**THE PROBLEM:** Your task is to retype, exactly, the line containing "the frog's front" and every later line through the end of the listing, with pictures omitted.

=====

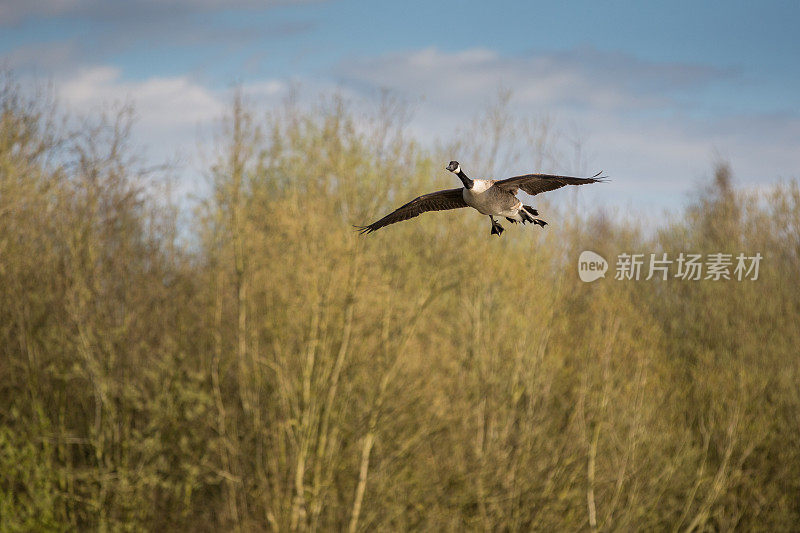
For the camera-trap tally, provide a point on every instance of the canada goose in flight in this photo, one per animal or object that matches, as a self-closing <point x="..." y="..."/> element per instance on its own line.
<point x="496" y="198"/>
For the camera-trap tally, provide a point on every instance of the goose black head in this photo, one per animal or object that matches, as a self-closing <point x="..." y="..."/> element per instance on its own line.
<point x="455" y="168"/>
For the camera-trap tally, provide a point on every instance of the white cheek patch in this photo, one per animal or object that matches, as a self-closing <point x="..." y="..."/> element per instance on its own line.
<point x="480" y="185"/>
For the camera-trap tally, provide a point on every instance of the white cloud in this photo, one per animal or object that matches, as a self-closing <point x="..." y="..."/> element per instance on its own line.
<point x="639" y="121"/>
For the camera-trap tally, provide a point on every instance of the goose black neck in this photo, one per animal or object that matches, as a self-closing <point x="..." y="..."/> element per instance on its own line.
<point x="468" y="183"/>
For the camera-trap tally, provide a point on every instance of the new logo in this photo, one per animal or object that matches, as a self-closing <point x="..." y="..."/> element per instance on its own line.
<point x="591" y="266"/>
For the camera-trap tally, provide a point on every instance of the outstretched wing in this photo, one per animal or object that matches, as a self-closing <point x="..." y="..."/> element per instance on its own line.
<point x="534" y="184"/>
<point x="435" y="201"/>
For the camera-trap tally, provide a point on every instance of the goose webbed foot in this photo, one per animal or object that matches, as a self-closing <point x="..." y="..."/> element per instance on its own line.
<point x="497" y="229"/>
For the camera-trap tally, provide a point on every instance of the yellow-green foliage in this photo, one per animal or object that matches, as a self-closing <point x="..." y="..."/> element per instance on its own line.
<point x="280" y="372"/>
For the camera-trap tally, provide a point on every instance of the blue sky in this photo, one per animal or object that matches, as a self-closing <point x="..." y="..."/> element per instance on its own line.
<point x="654" y="92"/>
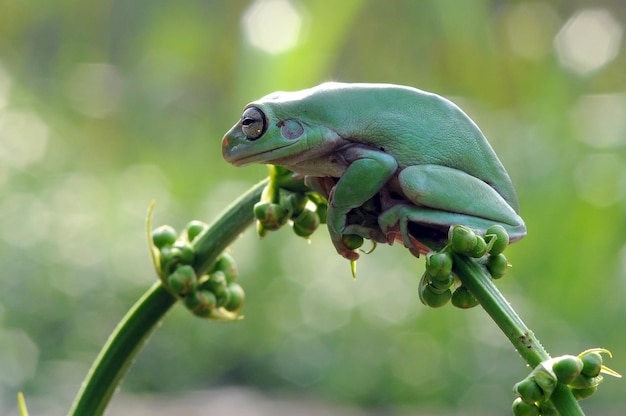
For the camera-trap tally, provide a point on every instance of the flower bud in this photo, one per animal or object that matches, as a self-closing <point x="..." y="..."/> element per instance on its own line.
<point x="528" y="390"/>
<point x="433" y="297"/>
<point x="194" y="228"/>
<point x="164" y="236"/>
<point x="497" y="265"/>
<point x="439" y="264"/>
<point x="352" y="241"/>
<point x="236" y="298"/>
<point x="592" y="364"/>
<point x="463" y="239"/>
<point x="306" y="223"/>
<point x="272" y="216"/>
<point x="567" y="368"/>
<point x="227" y="265"/>
<point x="583" y="393"/>
<point x="497" y="239"/>
<point x="521" y="408"/>
<point x="183" y="280"/>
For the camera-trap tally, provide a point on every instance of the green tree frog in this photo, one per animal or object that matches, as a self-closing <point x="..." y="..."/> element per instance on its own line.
<point x="406" y="160"/>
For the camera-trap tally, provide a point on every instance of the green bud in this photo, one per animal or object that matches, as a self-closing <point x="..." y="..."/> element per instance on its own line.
<point x="592" y="364"/>
<point x="322" y="210"/>
<point x="479" y="249"/>
<point x="463" y="298"/>
<point x="226" y="264"/>
<point x="194" y="228"/>
<point x="439" y="265"/>
<point x="217" y="285"/>
<point x="463" y="240"/>
<point x="584" y="382"/>
<point x="442" y="283"/>
<point x="171" y="257"/>
<point x="236" y="298"/>
<point x="306" y="223"/>
<point x="528" y="390"/>
<point x="296" y="201"/>
<point x="183" y="280"/>
<point x="164" y="236"/>
<point x="521" y="408"/>
<point x="352" y="241"/>
<point x="497" y="265"/>
<point x="201" y="303"/>
<point x="567" y="368"/>
<point x="497" y="239"/>
<point x="272" y="216"/>
<point x="583" y="393"/>
<point x="433" y="297"/>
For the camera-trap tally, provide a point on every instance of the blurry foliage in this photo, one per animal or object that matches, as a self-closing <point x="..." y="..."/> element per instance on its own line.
<point x="105" y="106"/>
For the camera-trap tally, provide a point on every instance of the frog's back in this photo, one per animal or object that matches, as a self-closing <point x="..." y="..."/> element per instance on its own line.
<point x="415" y="126"/>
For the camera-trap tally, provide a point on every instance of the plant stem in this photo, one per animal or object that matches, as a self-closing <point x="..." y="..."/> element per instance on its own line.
<point x="480" y="284"/>
<point x="143" y="318"/>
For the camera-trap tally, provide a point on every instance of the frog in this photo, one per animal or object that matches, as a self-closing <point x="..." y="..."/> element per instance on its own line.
<point x="400" y="157"/>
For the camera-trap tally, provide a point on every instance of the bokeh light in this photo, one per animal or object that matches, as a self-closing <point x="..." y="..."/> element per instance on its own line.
<point x="589" y="40"/>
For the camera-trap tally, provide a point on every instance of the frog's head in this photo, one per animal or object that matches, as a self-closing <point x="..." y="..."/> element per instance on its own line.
<point x="278" y="129"/>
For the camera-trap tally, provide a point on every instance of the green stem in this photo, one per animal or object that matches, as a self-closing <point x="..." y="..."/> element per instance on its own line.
<point x="143" y="318"/>
<point x="474" y="277"/>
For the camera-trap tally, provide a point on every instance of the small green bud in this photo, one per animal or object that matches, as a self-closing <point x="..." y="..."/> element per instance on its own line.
<point x="497" y="239"/>
<point x="322" y="210"/>
<point x="201" y="303"/>
<point x="442" y="283"/>
<point x="352" y="241"/>
<point x="171" y="257"/>
<point x="183" y="280"/>
<point x="272" y="216"/>
<point x="236" y="298"/>
<point x="497" y="265"/>
<point x="306" y="223"/>
<point x="217" y="285"/>
<point x="164" y="236"/>
<point x="226" y="264"/>
<point x="584" y="382"/>
<point x="528" y="390"/>
<point x="521" y="408"/>
<point x="463" y="298"/>
<point x="433" y="297"/>
<point x="583" y="393"/>
<point x="567" y="368"/>
<point x="439" y="265"/>
<point x="296" y="201"/>
<point x="194" y="228"/>
<point x="479" y="249"/>
<point x="592" y="364"/>
<point x="463" y="239"/>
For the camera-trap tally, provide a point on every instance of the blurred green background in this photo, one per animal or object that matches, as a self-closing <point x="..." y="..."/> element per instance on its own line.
<point x="107" y="105"/>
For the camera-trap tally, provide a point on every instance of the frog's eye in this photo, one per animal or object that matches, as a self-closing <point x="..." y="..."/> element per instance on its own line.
<point x="253" y="123"/>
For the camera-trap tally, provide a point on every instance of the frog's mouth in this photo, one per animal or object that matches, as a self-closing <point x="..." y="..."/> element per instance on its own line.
<point x="267" y="157"/>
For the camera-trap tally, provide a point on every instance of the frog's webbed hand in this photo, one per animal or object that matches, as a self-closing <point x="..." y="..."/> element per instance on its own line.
<point x="368" y="171"/>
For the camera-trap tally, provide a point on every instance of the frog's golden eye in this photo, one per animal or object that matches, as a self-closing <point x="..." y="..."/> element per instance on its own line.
<point x="253" y="123"/>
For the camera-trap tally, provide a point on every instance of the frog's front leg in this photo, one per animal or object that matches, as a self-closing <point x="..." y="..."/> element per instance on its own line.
<point x="367" y="172"/>
<point x="443" y="196"/>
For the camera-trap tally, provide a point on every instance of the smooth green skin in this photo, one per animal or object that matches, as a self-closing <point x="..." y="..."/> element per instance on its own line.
<point x="421" y="154"/>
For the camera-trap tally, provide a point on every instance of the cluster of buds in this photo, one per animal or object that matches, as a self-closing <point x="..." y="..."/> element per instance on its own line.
<point x="213" y="295"/>
<point x="296" y="204"/>
<point x="439" y="284"/>
<point x="582" y="374"/>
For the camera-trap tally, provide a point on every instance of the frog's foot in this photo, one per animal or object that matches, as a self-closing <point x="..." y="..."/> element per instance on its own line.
<point x="367" y="233"/>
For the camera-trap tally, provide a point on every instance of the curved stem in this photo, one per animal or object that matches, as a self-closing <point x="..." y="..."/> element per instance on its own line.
<point x="491" y="299"/>
<point x="142" y="319"/>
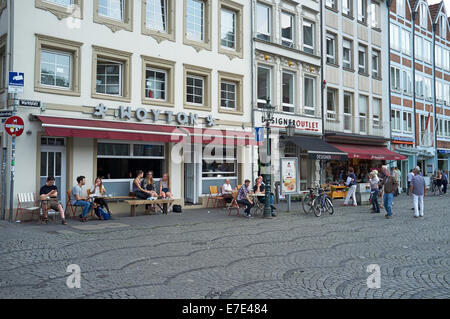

=====

**ANSWER FOR THE TASK:**
For the camera-trap tally, provide a point on every instance of the frog's front leg in this photo, one per animal or object that matches, as a self-closing <point x="..." y="..."/> element per instance on its own line.
<point x="367" y="172"/>
<point x="443" y="196"/>
For the camera-trap tally, provide a point on every instance of the smooth green skin in this photo, one per animal or object that matches, as a self-closing <point x="..." y="..."/> element per instance on its own line.
<point x="421" y="154"/>
For the camera-trap tally, provide a point on every instance of the cluster of buds in this photo, one per animal or object that matches, as a self-closing <point x="..." y="..."/> element per instance on its own line.
<point x="213" y="295"/>
<point x="296" y="204"/>
<point x="439" y="284"/>
<point x="582" y="374"/>
For the camera-trap tally, provide a point on every instance of the frog's foot in this photo, one per animal or object that matches, as a self-closing <point x="..." y="..."/> element per instance on its own line.
<point x="367" y="233"/>
For the camera-trap tally, provide a point on every instance of the curved stem in this photo, one per animal or object that matches, as a self-closing <point x="..." y="..."/> element per instance on its own line.
<point x="491" y="299"/>
<point x="142" y="319"/>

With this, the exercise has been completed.